--- WHAT THIS TASK INVOLVES ---
Update the items below by swapping every "tag" for "mark" and keeping everything else unchanged. Omit the pictures from your answer.
"""
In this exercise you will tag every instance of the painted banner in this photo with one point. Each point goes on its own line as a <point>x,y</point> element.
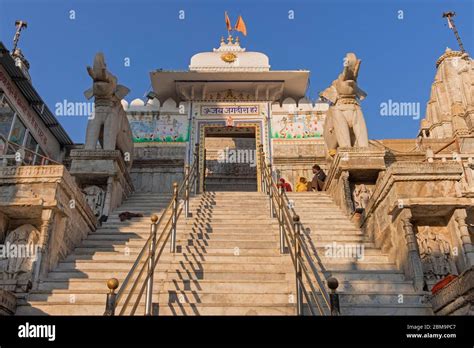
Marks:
<point>213,110</point>
<point>165,129</point>
<point>291,126</point>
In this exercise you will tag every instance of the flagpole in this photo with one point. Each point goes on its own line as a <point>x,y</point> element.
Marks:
<point>448,16</point>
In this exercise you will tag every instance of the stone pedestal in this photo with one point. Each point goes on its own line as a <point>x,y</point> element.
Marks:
<point>7,302</point>
<point>456,298</point>
<point>349,169</point>
<point>105,169</point>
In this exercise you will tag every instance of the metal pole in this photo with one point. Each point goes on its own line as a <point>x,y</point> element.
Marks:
<point>299,293</point>
<point>270,193</point>
<point>262,168</point>
<point>449,16</point>
<point>196,168</point>
<point>110,303</point>
<point>186,192</point>
<point>334,296</point>
<point>174,218</point>
<point>280,220</point>
<point>151,260</point>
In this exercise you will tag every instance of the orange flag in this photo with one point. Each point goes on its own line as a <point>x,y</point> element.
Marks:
<point>240,26</point>
<point>227,22</point>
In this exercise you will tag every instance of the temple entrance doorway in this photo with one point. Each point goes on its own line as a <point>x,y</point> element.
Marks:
<point>230,158</point>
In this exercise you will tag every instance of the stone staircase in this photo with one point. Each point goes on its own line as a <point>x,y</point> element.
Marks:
<point>227,262</point>
<point>77,286</point>
<point>371,285</point>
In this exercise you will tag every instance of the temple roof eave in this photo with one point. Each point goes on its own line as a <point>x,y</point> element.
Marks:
<point>193,85</point>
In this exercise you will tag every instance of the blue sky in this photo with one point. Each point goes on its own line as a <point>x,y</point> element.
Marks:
<point>398,55</point>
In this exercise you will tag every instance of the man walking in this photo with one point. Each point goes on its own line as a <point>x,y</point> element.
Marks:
<point>319,177</point>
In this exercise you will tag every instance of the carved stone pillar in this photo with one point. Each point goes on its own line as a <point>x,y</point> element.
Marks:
<point>465,237</point>
<point>46,217</point>
<point>413,254</point>
<point>347,192</point>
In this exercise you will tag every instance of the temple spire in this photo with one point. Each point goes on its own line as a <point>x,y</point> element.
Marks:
<point>449,16</point>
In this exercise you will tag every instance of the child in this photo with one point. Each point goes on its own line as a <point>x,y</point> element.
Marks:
<point>302,184</point>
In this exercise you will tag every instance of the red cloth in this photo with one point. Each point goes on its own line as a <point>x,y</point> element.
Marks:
<point>442,283</point>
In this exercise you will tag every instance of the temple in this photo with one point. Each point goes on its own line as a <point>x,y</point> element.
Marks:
<point>191,179</point>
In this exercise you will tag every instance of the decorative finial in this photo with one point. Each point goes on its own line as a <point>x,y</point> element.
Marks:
<point>449,16</point>
<point>20,25</point>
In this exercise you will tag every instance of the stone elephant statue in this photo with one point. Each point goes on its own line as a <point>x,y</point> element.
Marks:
<point>109,124</point>
<point>345,125</point>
"""
--- EXERCISE OUTPUT ---
In this exercise you will mark every instance of the painted banner in this photo with one point. Each point goes on its own line as a <point>x,y</point> element.
Marks:
<point>213,110</point>
<point>165,129</point>
<point>291,126</point>
In this exercise you will mark every instance of the flagpole in this photo with one point. Each point goes on its own line as a <point>x,y</point> element.
Marks:
<point>448,16</point>
In this exercise you will mark every instance of the stone pedestal in this photo with one point. Each point goes on its own line as a <point>x,y</point> element.
Marks:
<point>7,302</point>
<point>456,298</point>
<point>349,169</point>
<point>105,169</point>
In this exercise you will mark every instance of the metal pole in this photo with one point. Each point goes on its own line as a <point>x,y</point> element.
Marks:
<point>299,293</point>
<point>270,193</point>
<point>262,168</point>
<point>449,16</point>
<point>196,168</point>
<point>110,303</point>
<point>186,192</point>
<point>334,296</point>
<point>174,218</point>
<point>280,220</point>
<point>151,260</point>
In this exercise you will mark every instance of the orange flag in this photo with one point. Each point goes on its own line as a <point>x,y</point> element.
Marks:
<point>240,26</point>
<point>227,22</point>
In this exercise you will mark every instance of the temple entrance doorway in this photo with one point. Each point goes on its own line as a <point>x,y</point> element.
Marks:
<point>230,158</point>
In this exercise you will mark every instance of the stone staircase in this photo with one point. Each point goes on its own line as a <point>x,y</point> element.
Marks:
<point>227,262</point>
<point>77,286</point>
<point>371,285</point>
In this exercise you will mark every instance of the temple roof eave in this photo with one point. Each point goes on its own line as a <point>x,y</point> element.
Marks:
<point>193,85</point>
In this exercise you will mark every instance of the blue sky in this photo with one point. Each point goes on its own line as a <point>x,y</point> element.
Marks:
<point>398,55</point>
In this exercise you will mark every instance of the man walking in this photo with one point. Each point goes on its own line as a <point>x,y</point> element.
Marks:
<point>319,177</point>
In this exercise you will mark every instance of the carved stone pillar in this photo with one point. Each point goes on its own line as a <point>x,y</point> element.
Marks:
<point>465,237</point>
<point>46,217</point>
<point>413,254</point>
<point>347,192</point>
In this exercise you will mark every instance of the temple spire in this photo with one point. Each point goes on its own line as a <point>x,y</point> element.
Marks:
<point>449,16</point>
In this exercise you will mark every instance of the child in this photo with one point. Each point goes on its own line as a <point>x,y</point> element.
Marks:
<point>302,184</point>
In this exercise you will mark every instance of the red cloth in this photo with one point. Each point goes on its own line as a <point>x,y</point> element.
Marks:
<point>442,283</point>
In this exercise you will mark every instance of the temple in this photo with one point. Each point goes on its own line as a <point>x,y</point> element.
Marks:
<point>191,179</point>
In this exercise you will mark every instance of the decorative finial in this photo with one point. Each point goes on its own line as a <point>x,y</point> element.
Marks:
<point>449,16</point>
<point>20,25</point>
In this exercise you will mark every instance of the stone elephant statue in this photo with one point. Each point goes on its own line as a <point>x,y</point> element.
Marks:
<point>109,124</point>
<point>345,125</point>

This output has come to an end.